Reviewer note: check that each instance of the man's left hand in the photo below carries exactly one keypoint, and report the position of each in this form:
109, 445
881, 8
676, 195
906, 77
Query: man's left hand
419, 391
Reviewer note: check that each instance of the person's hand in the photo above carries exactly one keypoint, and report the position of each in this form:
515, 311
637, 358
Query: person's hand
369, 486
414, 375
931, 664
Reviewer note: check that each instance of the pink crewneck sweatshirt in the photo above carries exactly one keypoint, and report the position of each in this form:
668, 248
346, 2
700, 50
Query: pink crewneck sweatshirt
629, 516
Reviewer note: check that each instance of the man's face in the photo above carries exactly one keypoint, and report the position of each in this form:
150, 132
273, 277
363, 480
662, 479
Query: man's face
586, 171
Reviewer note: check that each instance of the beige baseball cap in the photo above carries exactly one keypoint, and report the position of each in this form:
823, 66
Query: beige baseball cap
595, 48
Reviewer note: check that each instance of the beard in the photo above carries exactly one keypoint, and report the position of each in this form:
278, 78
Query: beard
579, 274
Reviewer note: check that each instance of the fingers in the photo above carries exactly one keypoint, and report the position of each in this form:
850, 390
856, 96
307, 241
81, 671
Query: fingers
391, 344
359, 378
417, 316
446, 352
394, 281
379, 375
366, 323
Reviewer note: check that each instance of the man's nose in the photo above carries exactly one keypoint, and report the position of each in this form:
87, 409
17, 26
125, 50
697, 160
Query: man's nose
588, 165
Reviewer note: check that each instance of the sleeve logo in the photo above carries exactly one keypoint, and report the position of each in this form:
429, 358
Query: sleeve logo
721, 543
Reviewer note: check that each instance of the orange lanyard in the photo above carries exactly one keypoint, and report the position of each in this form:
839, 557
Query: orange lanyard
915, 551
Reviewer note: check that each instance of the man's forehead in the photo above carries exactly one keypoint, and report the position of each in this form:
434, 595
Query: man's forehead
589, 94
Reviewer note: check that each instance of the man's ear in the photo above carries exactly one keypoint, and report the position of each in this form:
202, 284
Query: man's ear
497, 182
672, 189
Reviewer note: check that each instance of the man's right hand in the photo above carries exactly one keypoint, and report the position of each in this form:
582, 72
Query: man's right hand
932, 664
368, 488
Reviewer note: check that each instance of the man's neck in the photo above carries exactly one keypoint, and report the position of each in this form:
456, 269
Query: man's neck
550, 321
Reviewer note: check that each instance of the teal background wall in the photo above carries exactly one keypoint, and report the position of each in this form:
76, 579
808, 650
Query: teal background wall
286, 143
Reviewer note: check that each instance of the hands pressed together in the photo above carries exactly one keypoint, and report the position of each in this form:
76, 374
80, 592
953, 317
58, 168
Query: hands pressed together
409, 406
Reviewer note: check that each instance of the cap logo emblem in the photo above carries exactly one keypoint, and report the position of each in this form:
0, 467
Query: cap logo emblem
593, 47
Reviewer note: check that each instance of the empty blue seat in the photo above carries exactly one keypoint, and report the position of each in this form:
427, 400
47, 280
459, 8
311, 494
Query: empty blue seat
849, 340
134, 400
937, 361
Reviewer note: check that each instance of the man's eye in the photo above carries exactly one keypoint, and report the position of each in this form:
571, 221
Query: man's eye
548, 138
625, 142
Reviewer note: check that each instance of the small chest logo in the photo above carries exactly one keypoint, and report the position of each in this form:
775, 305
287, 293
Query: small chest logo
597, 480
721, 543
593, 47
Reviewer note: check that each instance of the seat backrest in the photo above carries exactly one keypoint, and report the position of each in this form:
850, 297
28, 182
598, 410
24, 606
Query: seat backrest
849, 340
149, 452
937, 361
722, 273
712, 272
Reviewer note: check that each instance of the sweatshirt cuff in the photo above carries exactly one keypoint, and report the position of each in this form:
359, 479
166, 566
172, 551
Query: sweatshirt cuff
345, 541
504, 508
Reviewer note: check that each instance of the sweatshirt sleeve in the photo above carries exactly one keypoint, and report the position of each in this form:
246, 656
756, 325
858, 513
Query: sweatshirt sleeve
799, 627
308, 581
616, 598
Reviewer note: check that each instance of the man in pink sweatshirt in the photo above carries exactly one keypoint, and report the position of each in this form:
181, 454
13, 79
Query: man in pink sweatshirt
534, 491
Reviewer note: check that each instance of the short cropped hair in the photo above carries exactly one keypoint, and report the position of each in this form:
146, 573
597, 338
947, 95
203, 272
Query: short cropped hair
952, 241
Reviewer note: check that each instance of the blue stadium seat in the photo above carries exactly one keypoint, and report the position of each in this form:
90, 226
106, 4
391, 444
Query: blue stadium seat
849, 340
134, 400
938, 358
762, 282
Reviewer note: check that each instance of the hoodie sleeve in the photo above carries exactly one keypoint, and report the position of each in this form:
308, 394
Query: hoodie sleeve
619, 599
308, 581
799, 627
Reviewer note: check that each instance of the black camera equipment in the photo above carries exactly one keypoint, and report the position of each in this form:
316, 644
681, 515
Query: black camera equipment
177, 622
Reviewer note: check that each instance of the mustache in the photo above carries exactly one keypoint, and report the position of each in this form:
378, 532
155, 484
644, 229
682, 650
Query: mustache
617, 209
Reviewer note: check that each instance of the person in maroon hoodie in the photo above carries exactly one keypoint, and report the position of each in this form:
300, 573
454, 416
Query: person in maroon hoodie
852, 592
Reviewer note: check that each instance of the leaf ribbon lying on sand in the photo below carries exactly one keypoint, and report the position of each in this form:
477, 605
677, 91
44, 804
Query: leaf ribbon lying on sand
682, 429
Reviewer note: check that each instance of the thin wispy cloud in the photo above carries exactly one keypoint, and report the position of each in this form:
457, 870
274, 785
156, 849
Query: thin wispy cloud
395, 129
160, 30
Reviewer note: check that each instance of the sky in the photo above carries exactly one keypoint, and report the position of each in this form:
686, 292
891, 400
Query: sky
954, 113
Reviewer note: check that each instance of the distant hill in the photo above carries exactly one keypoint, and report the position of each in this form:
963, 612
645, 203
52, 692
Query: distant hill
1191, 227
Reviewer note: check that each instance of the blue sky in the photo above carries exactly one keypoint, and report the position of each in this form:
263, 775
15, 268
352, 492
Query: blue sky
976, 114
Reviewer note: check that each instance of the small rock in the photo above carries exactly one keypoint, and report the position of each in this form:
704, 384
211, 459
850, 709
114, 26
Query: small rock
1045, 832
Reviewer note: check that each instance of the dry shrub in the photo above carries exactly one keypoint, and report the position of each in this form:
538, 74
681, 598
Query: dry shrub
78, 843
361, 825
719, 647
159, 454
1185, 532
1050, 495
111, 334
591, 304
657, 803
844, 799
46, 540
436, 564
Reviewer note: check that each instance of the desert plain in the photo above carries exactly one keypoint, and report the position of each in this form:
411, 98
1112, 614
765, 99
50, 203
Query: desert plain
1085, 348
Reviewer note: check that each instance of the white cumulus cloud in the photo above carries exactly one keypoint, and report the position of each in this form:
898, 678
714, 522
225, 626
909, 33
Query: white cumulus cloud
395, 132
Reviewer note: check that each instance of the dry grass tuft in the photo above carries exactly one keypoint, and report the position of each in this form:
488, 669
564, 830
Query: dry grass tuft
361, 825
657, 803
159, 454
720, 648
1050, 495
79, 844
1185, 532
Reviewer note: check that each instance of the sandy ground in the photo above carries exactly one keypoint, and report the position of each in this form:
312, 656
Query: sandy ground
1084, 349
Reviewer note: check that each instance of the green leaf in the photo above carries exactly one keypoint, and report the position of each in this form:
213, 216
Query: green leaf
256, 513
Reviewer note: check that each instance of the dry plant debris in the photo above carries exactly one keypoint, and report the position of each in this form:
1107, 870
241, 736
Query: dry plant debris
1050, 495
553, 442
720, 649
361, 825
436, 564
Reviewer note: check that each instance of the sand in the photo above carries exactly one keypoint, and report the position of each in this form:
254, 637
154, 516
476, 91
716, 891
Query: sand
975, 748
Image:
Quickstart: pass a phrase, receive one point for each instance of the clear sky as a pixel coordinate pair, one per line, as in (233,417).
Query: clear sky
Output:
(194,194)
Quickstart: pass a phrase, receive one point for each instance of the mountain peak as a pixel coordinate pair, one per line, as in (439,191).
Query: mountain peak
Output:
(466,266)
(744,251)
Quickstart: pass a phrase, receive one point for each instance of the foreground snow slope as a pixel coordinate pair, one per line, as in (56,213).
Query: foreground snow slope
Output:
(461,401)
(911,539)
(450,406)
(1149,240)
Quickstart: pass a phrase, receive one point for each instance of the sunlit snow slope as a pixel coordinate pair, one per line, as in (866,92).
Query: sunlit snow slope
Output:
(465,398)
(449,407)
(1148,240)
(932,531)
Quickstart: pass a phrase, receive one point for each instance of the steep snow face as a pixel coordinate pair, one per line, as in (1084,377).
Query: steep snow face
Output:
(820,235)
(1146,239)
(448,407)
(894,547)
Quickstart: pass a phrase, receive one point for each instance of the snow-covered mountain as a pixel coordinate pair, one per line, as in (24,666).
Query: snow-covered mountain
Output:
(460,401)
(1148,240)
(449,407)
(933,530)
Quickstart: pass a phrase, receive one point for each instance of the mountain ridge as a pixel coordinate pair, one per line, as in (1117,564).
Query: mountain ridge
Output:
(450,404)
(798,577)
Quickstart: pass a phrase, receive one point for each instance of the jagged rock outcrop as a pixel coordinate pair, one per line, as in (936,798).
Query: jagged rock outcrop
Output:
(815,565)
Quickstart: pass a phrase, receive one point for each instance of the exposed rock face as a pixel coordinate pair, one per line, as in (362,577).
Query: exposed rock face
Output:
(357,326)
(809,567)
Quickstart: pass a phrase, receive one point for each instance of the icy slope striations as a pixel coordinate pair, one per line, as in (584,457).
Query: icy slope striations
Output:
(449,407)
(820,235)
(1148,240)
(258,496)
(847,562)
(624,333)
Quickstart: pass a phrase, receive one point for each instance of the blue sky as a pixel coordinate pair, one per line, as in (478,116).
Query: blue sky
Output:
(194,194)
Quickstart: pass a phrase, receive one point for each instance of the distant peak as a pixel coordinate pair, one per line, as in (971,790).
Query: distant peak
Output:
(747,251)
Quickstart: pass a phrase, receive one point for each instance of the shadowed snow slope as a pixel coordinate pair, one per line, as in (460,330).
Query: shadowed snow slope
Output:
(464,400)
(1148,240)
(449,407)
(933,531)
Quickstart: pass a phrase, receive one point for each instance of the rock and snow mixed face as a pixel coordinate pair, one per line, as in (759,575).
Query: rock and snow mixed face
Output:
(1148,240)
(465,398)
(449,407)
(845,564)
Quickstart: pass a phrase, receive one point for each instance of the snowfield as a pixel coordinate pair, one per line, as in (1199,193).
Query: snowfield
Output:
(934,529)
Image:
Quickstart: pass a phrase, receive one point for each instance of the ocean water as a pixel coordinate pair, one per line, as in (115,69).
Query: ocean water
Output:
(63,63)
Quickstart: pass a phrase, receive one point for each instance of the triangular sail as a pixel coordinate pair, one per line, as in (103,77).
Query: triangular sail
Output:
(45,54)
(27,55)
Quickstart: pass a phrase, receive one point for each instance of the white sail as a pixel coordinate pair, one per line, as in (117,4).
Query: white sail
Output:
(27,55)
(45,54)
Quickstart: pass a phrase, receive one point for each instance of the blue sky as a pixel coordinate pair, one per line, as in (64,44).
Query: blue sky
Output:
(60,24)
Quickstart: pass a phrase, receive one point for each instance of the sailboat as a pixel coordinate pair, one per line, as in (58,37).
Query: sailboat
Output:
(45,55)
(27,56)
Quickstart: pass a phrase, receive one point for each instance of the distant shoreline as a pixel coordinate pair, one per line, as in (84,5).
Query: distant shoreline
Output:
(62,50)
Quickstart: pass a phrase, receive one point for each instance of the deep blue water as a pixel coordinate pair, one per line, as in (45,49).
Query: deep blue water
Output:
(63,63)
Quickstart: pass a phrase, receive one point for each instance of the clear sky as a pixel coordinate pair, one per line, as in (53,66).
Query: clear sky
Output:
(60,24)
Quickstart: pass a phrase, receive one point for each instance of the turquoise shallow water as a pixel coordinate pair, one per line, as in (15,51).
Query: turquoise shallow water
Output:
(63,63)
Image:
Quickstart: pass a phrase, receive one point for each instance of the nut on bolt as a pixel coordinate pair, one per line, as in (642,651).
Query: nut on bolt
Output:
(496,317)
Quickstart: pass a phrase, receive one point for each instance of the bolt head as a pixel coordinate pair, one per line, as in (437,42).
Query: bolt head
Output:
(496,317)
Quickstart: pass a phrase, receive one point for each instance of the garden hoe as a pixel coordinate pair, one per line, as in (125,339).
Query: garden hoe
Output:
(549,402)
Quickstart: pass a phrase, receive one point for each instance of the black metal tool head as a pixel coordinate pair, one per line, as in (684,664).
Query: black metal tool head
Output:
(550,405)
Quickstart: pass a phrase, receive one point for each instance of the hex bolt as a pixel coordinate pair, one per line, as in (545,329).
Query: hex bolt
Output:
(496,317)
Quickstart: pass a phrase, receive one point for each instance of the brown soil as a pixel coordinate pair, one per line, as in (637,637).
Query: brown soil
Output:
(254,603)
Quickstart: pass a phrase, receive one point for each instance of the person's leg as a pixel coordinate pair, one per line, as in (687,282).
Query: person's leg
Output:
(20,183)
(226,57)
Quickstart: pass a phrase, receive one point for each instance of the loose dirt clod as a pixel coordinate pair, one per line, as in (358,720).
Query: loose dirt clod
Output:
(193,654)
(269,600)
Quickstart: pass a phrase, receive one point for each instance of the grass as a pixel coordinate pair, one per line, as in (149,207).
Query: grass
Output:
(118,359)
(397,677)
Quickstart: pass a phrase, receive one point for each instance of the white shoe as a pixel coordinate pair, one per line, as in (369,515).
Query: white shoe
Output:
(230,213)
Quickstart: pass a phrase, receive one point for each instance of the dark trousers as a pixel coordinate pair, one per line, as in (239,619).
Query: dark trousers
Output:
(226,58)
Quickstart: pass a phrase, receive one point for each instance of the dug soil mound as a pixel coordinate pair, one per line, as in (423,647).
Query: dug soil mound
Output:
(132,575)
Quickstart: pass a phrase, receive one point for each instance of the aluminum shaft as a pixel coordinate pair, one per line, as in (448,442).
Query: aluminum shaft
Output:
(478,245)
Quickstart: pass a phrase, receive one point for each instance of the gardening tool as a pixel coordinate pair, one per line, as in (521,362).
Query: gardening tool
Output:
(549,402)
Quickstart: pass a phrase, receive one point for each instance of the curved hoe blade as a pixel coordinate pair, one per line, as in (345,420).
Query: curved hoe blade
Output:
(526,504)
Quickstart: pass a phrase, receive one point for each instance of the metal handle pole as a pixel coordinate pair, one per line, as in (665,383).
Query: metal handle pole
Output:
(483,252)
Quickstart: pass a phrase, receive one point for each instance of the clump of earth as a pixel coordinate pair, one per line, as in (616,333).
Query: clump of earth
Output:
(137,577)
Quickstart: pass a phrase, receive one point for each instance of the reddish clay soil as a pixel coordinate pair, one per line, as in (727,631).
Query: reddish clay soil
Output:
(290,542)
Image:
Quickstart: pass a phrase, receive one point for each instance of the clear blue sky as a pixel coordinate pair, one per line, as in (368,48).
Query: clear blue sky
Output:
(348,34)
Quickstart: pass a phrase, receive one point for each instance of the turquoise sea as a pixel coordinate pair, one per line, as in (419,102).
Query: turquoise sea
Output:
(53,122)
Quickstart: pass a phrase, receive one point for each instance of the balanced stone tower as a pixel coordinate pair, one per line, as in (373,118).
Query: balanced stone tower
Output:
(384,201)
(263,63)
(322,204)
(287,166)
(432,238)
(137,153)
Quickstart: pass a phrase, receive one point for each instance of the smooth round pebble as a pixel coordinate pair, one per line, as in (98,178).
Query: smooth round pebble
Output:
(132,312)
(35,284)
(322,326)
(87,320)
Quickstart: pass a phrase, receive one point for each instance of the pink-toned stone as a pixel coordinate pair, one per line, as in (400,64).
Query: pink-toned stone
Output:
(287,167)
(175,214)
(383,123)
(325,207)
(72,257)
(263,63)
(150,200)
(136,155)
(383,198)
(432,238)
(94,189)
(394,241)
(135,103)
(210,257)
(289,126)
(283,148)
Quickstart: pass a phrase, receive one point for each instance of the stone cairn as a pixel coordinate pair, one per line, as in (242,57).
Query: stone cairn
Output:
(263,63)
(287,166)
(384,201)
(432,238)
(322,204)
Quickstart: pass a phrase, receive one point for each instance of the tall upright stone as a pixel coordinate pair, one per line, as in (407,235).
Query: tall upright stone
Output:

Task to carry out:
Reproduce only the lines running from the one with "as in (373,118)." through the final line of the listing above, both ends included.

Expected answer:
Quickstart: pass a phrase, receive one point for each instance of the balanced stone tower as a pixel coordinate pair, one per line, as in (373,118).
Query: balanced stone tower
Output:
(384,201)
(263,63)
(322,204)
(287,166)
(432,238)
(137,153)
Quickstart: pass a phrase, receive one point for each instance of the smooth round pebble as a pixel coordinate pair, one per line, as in (98,178).
Query: smooth round pebble
Output:
(132,312)
(35,284)
(322,326)
(87,320)
Quickstart: pass a phrase, receive one point for each instance of the pink-toned stone as a pixel coordinate pair, one per line, as in (400,64).
Query: pink-toned stone
Output:
(287,167)
(175,214)
(383,123)
(325,207)
(72,257)
(263,63)
(150,200)
(136,155)
(383,198)
(432,238)
(94,189)
(394,241)
(135,103)
(210,257)
(289,126)
(283,148)
Quickstart: pass a phrase, receive one point for each instance of the stone cairn as a pixel coordinate pair, one per line, as in (242,57).
Query: stone cairn
Output:
(263,63)
(287,166)
(384,201)
(432,238)
(322,204)
Quickstart: pass a phrase, receive one point for each instance of the tall upright stone as a pixel coordinate pair, one per line, as in (407,235).
Query: tall upright stone
Output:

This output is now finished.